- [Quoted passage]:
* begin *
We packed a number of snacks and a few cans of chilled soda in a small cooler, with reusable ice packs. Our snacks included our favorite crackers and a package of Cracker Barrel "cheese sticks", as well as some fruit, and 2 water bottles accessib le from the front seat. (We both find that occasional sips of plain water can be a big help when driving. Some people say that travel is dehydrating, and we agree.)

We left Vermont on Monday, April 13, the day after Easter. My wife settled in with her maps and directions, and we were off. (Yes, the double meaning IS obvious!) All told, we would drive a total of 2,500 miles, through 10 other states, before we returned on Sunday, April 19. I drove the whole way, and my wife navigated. We've always taken our trips that way, and find that it works well for both of us. (By the way, we never paid a single toll on the whole trip!)

Here's a synopsis of our trip. If I have made errors on route numbers or whatever, I apologize in advance. I'm still a bit tired!

DAY ONE -- MONDAY --VERMONT TO WILKES-BARRE, PA VIA I-90, I-88, and I-81.
* end *
- [Records shown]:
* begin *
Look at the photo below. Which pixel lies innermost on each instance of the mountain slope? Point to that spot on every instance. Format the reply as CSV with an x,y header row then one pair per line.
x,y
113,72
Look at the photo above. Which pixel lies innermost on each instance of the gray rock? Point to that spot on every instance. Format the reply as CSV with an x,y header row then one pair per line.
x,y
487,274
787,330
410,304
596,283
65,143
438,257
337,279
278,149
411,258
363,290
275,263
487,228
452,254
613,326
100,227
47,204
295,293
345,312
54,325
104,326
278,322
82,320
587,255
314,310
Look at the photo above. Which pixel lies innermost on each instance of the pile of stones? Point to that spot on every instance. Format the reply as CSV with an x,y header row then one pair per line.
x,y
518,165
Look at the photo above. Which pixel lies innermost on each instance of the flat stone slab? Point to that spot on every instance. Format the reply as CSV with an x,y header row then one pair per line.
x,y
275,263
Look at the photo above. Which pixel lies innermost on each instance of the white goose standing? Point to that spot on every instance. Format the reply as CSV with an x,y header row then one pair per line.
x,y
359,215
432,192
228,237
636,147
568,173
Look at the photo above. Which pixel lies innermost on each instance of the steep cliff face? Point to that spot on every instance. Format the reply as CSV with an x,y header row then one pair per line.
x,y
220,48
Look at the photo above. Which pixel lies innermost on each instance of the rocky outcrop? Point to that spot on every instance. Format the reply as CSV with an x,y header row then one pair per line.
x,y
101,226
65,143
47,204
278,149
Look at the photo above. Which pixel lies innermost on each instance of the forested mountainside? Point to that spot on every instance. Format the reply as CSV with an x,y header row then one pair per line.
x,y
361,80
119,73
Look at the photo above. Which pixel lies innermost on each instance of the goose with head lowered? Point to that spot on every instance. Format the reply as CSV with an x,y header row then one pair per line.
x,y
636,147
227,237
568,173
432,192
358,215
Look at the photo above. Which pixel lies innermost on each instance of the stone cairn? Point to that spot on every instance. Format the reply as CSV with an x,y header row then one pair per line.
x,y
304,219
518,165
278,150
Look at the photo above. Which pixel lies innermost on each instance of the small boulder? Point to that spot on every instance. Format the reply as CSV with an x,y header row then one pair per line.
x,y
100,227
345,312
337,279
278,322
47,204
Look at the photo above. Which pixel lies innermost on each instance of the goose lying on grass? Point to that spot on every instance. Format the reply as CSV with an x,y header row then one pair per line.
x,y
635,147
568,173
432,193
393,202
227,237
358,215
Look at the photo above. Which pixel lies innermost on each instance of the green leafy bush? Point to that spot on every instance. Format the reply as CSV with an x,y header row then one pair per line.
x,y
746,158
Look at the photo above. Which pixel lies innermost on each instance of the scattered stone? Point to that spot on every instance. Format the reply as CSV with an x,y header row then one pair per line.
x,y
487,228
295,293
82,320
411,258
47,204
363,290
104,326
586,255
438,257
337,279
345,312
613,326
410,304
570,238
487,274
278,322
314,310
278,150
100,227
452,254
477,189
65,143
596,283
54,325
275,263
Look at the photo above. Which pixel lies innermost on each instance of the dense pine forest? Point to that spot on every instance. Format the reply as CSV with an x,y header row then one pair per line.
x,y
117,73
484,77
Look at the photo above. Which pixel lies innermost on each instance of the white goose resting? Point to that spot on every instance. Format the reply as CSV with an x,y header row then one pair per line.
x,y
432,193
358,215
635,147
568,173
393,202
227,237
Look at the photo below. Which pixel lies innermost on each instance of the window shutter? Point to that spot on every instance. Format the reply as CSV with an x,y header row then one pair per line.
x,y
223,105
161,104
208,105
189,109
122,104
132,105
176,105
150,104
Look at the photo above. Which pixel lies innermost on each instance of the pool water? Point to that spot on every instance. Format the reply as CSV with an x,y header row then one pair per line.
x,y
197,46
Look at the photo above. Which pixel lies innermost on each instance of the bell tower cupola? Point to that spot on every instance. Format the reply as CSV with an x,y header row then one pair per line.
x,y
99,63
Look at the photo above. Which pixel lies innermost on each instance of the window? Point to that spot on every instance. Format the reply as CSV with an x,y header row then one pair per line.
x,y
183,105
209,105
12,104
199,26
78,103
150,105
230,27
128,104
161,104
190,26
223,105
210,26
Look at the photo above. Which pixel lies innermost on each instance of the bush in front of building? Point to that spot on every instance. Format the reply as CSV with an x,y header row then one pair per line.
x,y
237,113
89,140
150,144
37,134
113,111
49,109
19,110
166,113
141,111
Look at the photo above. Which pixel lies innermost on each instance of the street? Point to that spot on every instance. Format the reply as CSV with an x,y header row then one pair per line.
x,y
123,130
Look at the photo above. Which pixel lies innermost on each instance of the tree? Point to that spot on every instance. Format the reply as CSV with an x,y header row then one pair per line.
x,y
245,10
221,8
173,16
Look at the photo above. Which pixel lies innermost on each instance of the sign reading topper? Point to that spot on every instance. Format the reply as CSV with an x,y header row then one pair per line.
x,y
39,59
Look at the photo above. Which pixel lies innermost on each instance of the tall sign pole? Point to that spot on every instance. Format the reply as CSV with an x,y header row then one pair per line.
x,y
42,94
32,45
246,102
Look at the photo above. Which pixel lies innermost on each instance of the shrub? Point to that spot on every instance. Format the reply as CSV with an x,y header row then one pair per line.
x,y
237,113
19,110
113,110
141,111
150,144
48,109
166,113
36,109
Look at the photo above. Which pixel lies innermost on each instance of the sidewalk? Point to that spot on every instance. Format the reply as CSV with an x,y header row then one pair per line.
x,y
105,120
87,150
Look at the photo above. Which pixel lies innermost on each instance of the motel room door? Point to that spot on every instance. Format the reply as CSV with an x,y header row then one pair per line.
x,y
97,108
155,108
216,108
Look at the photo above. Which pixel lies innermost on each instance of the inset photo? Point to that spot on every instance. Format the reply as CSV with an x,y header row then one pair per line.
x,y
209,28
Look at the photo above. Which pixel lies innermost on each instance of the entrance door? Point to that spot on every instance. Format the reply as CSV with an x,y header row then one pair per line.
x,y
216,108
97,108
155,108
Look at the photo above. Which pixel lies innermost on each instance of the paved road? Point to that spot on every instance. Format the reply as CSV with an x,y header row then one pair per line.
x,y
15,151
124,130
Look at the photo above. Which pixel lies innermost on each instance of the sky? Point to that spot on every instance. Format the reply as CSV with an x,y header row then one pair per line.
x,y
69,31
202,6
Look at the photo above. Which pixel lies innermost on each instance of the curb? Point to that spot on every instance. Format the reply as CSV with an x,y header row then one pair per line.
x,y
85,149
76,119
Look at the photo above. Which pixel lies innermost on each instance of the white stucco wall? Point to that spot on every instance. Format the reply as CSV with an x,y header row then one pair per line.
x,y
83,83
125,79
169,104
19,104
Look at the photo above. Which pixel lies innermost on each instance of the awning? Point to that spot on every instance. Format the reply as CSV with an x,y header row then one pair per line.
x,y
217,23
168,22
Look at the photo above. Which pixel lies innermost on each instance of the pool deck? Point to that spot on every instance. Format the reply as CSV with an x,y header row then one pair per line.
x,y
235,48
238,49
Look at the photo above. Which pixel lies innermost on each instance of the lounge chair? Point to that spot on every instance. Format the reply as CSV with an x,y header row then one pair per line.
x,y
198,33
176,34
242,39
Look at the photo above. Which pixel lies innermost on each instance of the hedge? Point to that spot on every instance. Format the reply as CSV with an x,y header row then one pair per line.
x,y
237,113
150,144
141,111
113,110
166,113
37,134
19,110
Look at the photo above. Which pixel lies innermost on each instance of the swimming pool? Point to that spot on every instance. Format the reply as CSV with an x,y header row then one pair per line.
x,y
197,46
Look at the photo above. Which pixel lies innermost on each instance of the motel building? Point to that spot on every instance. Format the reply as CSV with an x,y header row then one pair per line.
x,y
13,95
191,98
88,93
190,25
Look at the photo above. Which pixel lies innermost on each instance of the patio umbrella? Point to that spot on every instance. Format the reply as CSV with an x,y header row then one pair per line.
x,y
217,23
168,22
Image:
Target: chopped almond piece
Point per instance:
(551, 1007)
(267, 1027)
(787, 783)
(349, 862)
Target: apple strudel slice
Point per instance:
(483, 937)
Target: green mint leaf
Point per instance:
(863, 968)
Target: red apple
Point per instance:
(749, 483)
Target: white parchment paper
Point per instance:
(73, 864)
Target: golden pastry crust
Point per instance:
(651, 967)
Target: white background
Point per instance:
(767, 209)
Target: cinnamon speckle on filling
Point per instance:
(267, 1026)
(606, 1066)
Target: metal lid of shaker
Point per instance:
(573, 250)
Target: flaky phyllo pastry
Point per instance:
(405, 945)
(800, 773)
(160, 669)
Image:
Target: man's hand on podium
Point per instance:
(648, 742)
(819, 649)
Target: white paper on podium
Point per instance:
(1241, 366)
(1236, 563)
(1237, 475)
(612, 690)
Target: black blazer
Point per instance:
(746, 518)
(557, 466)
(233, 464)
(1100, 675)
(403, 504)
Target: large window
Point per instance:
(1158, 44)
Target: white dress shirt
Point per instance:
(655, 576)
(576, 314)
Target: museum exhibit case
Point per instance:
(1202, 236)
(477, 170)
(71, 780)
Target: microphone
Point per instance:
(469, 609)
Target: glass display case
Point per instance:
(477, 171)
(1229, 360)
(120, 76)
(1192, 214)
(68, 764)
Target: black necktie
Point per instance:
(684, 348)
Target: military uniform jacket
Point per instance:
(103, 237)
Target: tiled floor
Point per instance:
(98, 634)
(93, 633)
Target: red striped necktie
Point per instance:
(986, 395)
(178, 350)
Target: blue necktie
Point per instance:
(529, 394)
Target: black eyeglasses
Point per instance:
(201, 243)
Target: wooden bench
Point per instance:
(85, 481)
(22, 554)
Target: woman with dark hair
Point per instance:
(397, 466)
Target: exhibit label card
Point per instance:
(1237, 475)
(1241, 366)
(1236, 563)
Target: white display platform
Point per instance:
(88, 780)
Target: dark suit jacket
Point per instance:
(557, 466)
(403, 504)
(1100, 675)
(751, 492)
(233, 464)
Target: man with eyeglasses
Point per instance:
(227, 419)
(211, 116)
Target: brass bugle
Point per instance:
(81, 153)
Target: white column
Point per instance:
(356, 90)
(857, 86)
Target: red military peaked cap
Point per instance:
* end *
- [Aim of the task]:
Write out the part of the road trip account starting with "We left Vermont" and going on through "the whole trip!)", word for word. The rows have no connection to the road trip account.

- [Complete answer]:
We left Vermont on Monday, April 13, the day after Easter. My wife settled in with her maps and directions, and we were off. (Yes, the double meaning IS obvious!) All told, we would drive a total of 2,500 miles, through 10 other states, before we returned on Sunday, April 19. I drove the whole way, and my wife navigated. We've always taken our trips that way, and find that it works well for both of us. (By the way, we never paid a single toll on the whole trip!)